▶ _Set exercise_
Format the lines of the material starting at the line containing "Would you kindly point to the white scale" and ending at the line containing "<point>460,168</point>" as a Markdown table with the columns Row and Line, leaving out any blank lines.

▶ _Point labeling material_
○ ○ ○
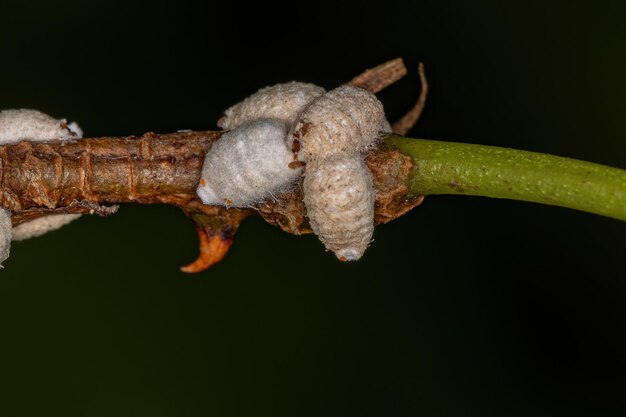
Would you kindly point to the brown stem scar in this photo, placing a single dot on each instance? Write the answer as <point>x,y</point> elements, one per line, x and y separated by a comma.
<point>94,175</point>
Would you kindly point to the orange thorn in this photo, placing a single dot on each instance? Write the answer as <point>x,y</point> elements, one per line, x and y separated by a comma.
<point>212,250</point>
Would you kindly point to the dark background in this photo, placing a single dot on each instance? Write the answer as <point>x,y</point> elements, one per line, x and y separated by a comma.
<point>464,307</point>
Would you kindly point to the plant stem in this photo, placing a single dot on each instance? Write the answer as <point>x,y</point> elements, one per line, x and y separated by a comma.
<point>459,168</point>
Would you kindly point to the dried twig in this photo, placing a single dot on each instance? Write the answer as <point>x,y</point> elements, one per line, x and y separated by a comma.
<point>93,175</point>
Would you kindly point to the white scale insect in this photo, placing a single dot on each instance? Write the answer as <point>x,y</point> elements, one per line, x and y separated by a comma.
<point>281,128</point>
<point>32,125</point>
<point>270,136</point>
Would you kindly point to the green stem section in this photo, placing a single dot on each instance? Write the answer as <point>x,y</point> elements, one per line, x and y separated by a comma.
<point>460,168</point>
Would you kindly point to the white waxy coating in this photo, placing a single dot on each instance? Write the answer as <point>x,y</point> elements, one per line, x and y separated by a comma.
<point>25,124</point>
<point>339,197</point>
<point>5,234</point>
<point>346,119</point>
<point>247,165</point>
<point>41,225</point>
<point>281,101</point>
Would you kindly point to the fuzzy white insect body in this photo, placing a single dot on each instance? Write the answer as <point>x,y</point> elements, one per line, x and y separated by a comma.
<point>281,101</point>
<point>247,165</point>
<point>346,119</point>
<point>41,225</point>
<point>339,197</point>
<point>33,125</point>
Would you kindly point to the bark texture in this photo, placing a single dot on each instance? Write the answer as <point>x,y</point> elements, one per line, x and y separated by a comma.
<point>94,175</point>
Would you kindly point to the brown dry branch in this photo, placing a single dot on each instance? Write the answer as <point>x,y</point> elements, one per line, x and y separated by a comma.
<point>93,175</point>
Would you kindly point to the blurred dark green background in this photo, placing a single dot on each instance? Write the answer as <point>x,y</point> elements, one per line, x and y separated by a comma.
<point>464,307</point>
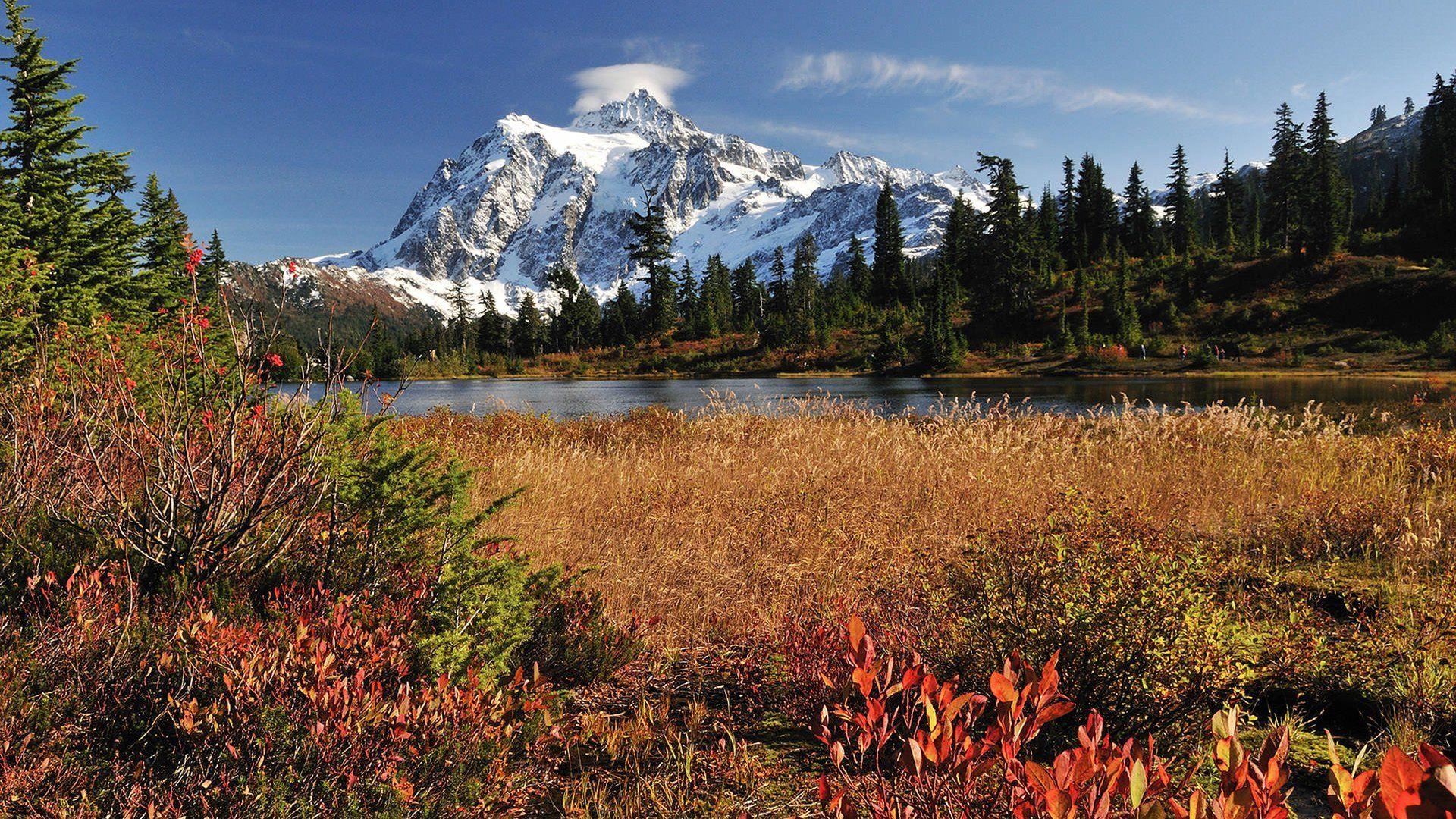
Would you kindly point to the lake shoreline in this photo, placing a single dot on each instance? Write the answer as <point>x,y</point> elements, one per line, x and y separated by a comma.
○ ○ ○
▶ _Complete output_
| Row | Line |
|---|---|
| 1 | Would you kindly point to the white scale insect in this photo, placing a single dot on each instance? Write the answer as <point>x,y</point> elements, one per line, x and y separated by a comma. |
| 2 | <point>281,128</point> |
| 3 | <point>32,125</point> |
| 4 | <point>270,136</point> |
| 5 | Would you kindly point to the green stem section in this photo, placing a single dot on each instance? Write the answer as <point>x,y</point> elements, one per line, x and y separated by a comma. |
| 6 | <point>460,168</point> |